**Passage**
begin

Q: Can this age support another Fulton Sheen? Or is it too secularized? Too hostile to religion?

Ladd: No, it couldn´t support another Sheen! Simply because there is not another speaker of his caliber and intellect. God made only one Fulton John Sheen. First of all, there was his intellectual composition. The odds that we will have another a prelate who could write more than 60 books — not to mention pamphlets, newspaper columns, etc. — is next to nothing.

Today, what we have are discourses. Sheen often said, «Discussions are nothing more than an excuse to make a decision.» So many of the writers today compose feel-good books, smorgasbord theology, cafeterias full of misinterpreted canon law.

Secularization and materialism are our downfall. Sheen stressed we are to be in this world, but not of this world. Today, hostility toward religion is due to the truth of Christ´s teaching. The salt of the truth attacks the wounds of our pride. It is a strange parody that the world should be hostile to religion when its main message is truth and spiritual peace.

Q: Why couldn´t the Church maintain the same tradition of the media presence after Sheen passed from the scene?

Ladd: All one has to do is assess the changes of the 1960s and 1970s, especially from the American perspective. Anything that resembled tradition was crucified. To add further insult to injury, the liberal American clergy threw out the baby with the bath water. Sheen was considered outdated.

We are now on the fringe of a Renaissance, but we have a long way to go. Our current philosophy is still the 15-minutes-of-fame and anything over 20 years old is ancient. This is obvious in the mind-set of the entertainment industry: We do remakes of the remakes, and sequels that never had a first part that made any sense.

The level of culture declines when the arts are not Christ-centered, not in the sense that they all must have a religious content, but that they have the standards and intellectualism that all artistic endeavors possess.

Add to that the statistic that 60% of the American population is reading at the fifth-grade level, and the short-term outlook is not bright.

Q: What could lay Catholics do today to revive the Church´s presence in the media?

Ladd: Archbishop Sheen said years ago that the laity will be responsible for the return to holiness and the comeback of the sacred.

The laity has to enter the secular market of the media. But few people are willing to risk being a media martyr. It is also going to take money. That is why we need Catholics who are already in the media to come forth and participate and make themselves known as Catholics and stand up to the secular mentality.

end

**Tasks to complete**
A. From the interview about Fulton Sheen, list each thing Ladd reports Sheen as having said or stressed.
B. Return the part of the Sheen interview that opens with the words containing "Q: Why couldn´t" and closes with "was considered outdated.".

**Raw records**
begin

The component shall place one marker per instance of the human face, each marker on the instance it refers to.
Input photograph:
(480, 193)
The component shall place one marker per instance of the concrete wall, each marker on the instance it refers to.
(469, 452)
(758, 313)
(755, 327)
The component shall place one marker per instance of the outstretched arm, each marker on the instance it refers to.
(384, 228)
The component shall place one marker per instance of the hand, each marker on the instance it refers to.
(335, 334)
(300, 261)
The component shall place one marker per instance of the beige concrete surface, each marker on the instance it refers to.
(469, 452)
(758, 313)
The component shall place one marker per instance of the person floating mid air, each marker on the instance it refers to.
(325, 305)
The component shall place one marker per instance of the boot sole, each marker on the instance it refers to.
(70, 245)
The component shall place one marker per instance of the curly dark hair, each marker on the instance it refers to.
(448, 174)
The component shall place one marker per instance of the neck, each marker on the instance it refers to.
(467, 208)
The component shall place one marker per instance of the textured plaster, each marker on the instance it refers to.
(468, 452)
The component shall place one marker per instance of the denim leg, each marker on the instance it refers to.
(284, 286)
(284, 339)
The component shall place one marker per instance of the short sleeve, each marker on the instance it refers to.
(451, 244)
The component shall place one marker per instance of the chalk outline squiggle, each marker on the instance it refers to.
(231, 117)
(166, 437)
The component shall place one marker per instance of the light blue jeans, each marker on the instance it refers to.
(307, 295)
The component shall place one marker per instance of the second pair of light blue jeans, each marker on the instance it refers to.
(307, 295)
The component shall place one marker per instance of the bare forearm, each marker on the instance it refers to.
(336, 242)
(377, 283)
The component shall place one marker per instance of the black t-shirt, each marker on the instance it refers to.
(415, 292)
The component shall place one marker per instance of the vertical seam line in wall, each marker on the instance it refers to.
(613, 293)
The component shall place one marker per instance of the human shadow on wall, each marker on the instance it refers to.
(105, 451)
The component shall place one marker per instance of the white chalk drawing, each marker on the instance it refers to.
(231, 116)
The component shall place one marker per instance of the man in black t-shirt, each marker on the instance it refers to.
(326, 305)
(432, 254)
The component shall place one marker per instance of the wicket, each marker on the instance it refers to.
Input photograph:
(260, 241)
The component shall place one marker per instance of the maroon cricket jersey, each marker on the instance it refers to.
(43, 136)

end

**Answers to the tasks**
A.
- Discussions are nothing more than an excuse to make a decision.
- We are to be in this world, but not of this world.
- The laity will be responsible for the return to holiness and the comeback of the sacred.

B.
Q: Why couldn´t the Church maintain the same tradition of the media presence after Sheen passed from the scene?

Ladd: All one has to do is assess the changes of the 1960s and 1970s, especially from the American perspective. Anything that resembled tradition was crucified. To add further insult to injury, the liberal American clergy threw out the baby with the bath water. Sheen was considered outdated.